> **TASK STATEMENT**: Select every line in the listing that contains the string "below" and copy each one out. Case matters.

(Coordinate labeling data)
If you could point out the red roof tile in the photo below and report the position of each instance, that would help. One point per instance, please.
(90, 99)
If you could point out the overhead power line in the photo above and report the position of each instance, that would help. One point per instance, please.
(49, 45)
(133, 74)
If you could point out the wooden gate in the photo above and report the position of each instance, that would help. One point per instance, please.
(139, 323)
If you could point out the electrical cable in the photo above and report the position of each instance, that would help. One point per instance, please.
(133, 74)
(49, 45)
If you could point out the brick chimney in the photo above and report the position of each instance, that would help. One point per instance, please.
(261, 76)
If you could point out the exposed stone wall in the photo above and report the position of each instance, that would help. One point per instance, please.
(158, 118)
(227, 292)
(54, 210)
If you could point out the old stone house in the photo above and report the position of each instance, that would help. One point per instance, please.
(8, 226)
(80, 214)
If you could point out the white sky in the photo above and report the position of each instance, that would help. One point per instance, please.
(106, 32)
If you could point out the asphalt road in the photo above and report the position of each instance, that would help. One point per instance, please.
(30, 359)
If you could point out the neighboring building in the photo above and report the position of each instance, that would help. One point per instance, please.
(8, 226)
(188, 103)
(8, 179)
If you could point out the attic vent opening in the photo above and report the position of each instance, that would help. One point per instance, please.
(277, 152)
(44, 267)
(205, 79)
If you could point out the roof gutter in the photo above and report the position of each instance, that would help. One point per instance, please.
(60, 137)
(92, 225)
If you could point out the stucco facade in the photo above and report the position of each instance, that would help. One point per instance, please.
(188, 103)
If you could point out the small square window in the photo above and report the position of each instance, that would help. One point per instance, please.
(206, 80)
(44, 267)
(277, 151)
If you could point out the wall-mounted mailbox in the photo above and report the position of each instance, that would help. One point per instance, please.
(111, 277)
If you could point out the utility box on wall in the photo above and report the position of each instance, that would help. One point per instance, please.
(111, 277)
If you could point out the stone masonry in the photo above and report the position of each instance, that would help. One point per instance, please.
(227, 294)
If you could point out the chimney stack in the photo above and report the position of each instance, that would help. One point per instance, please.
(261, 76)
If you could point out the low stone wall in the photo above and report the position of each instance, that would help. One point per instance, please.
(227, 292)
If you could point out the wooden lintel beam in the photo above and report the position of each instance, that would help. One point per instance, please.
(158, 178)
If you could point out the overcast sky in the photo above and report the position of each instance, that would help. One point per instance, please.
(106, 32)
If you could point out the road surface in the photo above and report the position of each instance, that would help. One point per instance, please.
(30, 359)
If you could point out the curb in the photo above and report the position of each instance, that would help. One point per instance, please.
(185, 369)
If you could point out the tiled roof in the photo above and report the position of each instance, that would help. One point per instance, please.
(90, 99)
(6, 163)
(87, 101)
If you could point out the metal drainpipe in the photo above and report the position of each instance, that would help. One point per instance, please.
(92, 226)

---

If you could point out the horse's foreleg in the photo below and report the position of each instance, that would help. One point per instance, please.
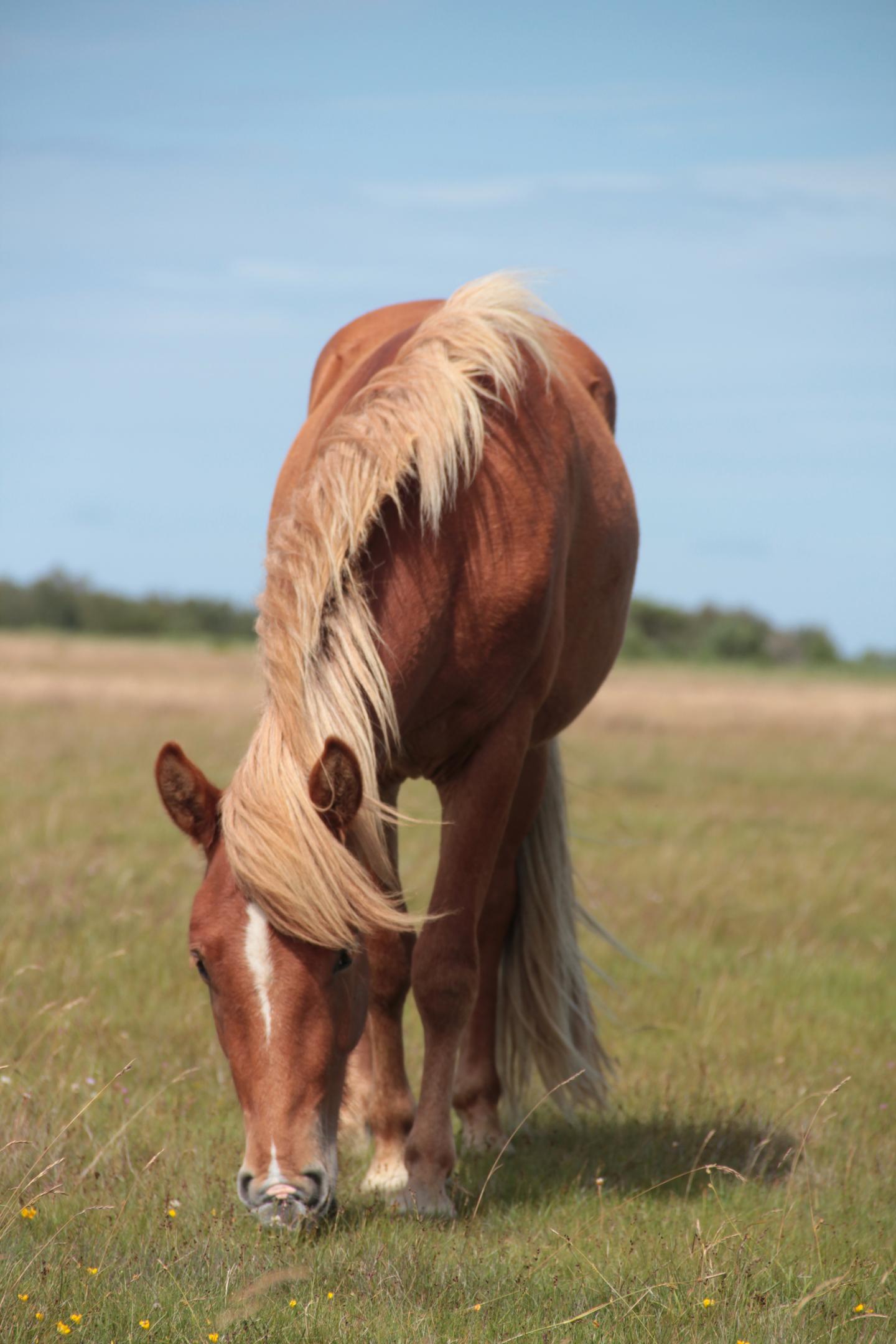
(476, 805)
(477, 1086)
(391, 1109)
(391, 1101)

> **OUTPUT FOR THIS EXERCISE**:
If you could point out the red roof tile in the photo below and report the position of each instance, that would help. One point per instance, please.
If you could point out the horse's foreleg in the photo below and report the position of each instance, that would help. One point per instance, please.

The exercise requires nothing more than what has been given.